● **REQUIREMENTS**
All of the records below need to be copied exactly.

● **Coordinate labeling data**
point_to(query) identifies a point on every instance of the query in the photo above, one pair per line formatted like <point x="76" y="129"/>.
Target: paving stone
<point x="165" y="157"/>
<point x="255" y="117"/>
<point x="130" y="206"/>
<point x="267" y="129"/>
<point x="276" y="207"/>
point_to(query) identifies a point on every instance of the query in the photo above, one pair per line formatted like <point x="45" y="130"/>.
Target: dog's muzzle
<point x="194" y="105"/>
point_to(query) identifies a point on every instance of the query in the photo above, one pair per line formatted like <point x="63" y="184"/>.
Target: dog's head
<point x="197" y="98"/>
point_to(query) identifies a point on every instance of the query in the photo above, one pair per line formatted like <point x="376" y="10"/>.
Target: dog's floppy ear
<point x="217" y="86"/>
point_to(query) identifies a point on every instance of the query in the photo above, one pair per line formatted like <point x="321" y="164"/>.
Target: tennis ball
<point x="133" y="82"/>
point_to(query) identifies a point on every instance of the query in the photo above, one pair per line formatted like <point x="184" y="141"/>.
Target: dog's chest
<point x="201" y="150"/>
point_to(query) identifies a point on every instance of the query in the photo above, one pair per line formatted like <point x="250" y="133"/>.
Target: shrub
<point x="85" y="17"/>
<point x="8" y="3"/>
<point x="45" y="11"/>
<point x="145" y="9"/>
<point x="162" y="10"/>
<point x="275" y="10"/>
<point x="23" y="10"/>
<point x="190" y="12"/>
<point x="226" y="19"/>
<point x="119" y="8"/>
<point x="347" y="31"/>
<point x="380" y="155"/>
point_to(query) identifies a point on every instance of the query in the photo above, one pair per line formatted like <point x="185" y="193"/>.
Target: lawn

● **EXERCISE RESPONSE**
point_to(query) identifies a point on every instance of the query in the photo above, one pair per line formatted like <point x="76" y="129"/>.
Target: paving stone
<point x="165" y="157"/>
<point x="255" y="117"/>
<point x="130" y="206"/>
<point x="267" y="129"/>
<point x="276" y="207"/>
point_to(query) identifies a point on every instance of the query in the photo above, one pair per line formatted like <point x="45" y="130"/>.
Target: dog's muzzle
<point x="194" y="105"/>
point_to(query) identifies a point on every instance of the query in the photo above, one pair per line formatted like <point x="63" y="184"/>.
Target: dog's head
<point x="197" y="98"/>
point_to(query) identifies a point on every instance of the query in the photo above, one pair per line formatted like <point x="376" y="10"/>.
Target: dog's floppy ear
<point x="217" y="86"/>
point_to(query) identifies a point on every instance of the query in the photo above, one pair per line formatted like <point x="321" y="164"/>.
Target: tennis ball
<point x="133" y="82"/>
point_to(query) identifies a point on every instance of the query in the photo above, one pair per line formatted like <point x="184" y="141"/>.
Target: dog's chest
<point x="201" y="150"/>
point_to(query) identifies a point on every instance of the query in the photo above, one pair per line formatted like <point x="250" y="133"/>.
Target: shrub
<point x="85" y="17"/>
<point x="8" y="3"/>
<point x="45" y="11"/>
<point x="145" y="9"/>
<point x="162" y="10"/>
<point x="275" y="10"/>
<point x="23" y="10"/>
<point x="190" y="12"/>
<point x="226" y="19"/>
<point x="119" y="8"/>
<point x="347" y="31"/>
<point x="380" y="155"/>
point_to(query) identifies a point on every instance of the query in the photo above, one pair per line formatted like <point x="185" y="193"/>.
Target: lawn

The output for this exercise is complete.